Magazine Article | February 2, 2015

Companies To Watch: Tetra Discovery Partners

Source: Life Science Leader

By Wayne Koberstein, Executive Editor, Life Science Leader magazine
Follow Me On Twitter @WayneKoberstein

A determined young company revisits a discarded mechanism and finds a new path to broad-based therapeutics for cognition-related diseases such as Alzheimer’s.

SNAPSHOT
Tetra is developing a new class of phosphodiesterase 4 (PDE4)-inhibitor drugs to treat patients with a wide variety of “cognition-impairing” conditions. Its lead product, a PDE4D inhibitor (BPN14770), will enter Phase 1 human trials in Alzheimer’s disease this year, and two other pipeline candidates are PDE4B inhibitors in preclinical development for treating neuroinflammation and traumatic brain injury.

▶ **COMPLETE THE FOLLOWING**
- a) According to the Tetra Discovery Partners article, what trials will the lead product BPN14770 enter this year, and for which disease?
- b) Write the next part of the Tetra Discovery Partners article, starting after its last sentence.
Please leave the records aside; they have nothing to do with this.

▶ **STUDY MATERIAL**

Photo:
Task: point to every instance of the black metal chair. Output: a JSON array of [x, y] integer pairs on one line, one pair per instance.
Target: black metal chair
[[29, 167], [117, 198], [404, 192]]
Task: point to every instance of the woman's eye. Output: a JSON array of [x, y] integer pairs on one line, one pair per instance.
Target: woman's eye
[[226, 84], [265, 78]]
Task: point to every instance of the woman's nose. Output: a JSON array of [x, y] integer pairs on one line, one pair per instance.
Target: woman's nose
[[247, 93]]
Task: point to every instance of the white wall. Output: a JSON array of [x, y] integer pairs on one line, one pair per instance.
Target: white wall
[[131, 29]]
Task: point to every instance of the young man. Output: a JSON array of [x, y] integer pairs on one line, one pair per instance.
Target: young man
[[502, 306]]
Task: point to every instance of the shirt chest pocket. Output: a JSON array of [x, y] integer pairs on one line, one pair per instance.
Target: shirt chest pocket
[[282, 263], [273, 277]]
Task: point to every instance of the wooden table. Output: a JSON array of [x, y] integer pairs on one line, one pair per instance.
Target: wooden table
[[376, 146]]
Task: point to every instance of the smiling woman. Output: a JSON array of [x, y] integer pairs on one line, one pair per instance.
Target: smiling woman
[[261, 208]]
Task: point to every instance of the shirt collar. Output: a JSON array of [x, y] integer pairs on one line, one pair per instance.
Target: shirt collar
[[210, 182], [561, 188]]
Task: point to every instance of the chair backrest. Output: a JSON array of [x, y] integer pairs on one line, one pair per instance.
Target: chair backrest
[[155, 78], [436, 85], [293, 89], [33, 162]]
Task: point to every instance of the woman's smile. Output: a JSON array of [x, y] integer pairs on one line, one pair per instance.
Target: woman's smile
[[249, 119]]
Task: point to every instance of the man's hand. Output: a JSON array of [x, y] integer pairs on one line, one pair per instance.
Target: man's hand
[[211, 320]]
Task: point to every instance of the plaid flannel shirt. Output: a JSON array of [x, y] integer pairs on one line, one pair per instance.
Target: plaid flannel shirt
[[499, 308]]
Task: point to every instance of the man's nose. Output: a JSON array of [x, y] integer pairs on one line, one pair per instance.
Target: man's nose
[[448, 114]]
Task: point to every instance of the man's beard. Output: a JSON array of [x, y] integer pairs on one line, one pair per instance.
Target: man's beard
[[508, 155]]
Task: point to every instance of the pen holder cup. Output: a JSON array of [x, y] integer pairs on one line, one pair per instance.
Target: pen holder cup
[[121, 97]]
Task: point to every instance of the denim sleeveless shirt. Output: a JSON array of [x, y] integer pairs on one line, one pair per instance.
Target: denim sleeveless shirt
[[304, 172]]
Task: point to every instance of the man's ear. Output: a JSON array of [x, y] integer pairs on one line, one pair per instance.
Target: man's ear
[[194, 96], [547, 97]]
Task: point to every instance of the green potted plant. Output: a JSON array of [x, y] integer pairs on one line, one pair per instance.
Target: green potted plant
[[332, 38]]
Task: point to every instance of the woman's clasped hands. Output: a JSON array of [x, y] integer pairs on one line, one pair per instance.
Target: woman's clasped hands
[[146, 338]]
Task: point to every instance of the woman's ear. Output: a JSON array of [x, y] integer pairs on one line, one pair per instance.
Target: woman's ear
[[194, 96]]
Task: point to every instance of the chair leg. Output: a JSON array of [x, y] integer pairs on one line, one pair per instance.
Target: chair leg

▶ **EXPECTED RESPONSES**
- a) Phase 1 human trials in Alzheimer's disease.

- b)
WHAT’S AT STAKE
Bringing a new brain-affecting drug to practice requires overcoming a lot of scientific skepticism from past failures. Tetra’s CEO Mark Gurney gathered a team of researchers to take a new look at PDE4, part of a chemical mechanism of memory in the human brain. Previous cognition-enhancing drugs designed to modulate the pathway by inhibiting PDE4 had the side effect of overwhelming nausea, which had discouraged and essentially ended further development. For Tetra’s lead compound, BPN14770, the company focused on the single subtype associated with the side effect, PDE4D, and found a potential way around the problem.

“PDE4D exists in one of two states, an off-state in which it is partially inhibited, versus a phosphorylated, on-state in which it is fully active,” Gurney explains. “Since the drug has little effect on PDE4D in the off-state, it has very good tolerability. Our team was the first to solve the crystal structures of the PDE4 regulatory domains, the first to exploit the negative allosteric mechanism, and the first to develop PDE4 subtype-selective inhibitors based on this new knowledge.”

PDE4D affects the entire cAMP (cyclic adenosine monophosphate) signaling mechanism, giving Tetra’s approach another advantage, according to Gurney. “BPN14770 potentiates cAMP signaling while maintaining the spatial and temporal patterning of information flow through brain circuits important for memory. As BPN14770 does not address a specific neurochemical deficit or disease pathway, it will have broad cognitive benefit across multiple neurologic and psychiatric illnesses.”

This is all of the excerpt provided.